[DATA SHOWN start]

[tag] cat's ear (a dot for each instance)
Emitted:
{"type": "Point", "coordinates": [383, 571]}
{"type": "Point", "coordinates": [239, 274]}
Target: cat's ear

[DATA SHOWN end]

DIRECTION
Copy the material above line for line, leaving nothing out and changing nothing.

ANSWER TO THIS EXERCISE
[tag] cat's ear (a dot for each instance)
Emitted:
{"type": "Point", "coordinates": [383, 571]}
{"type": "Point", "coordinates": [239, 274]}
Target: cat's ear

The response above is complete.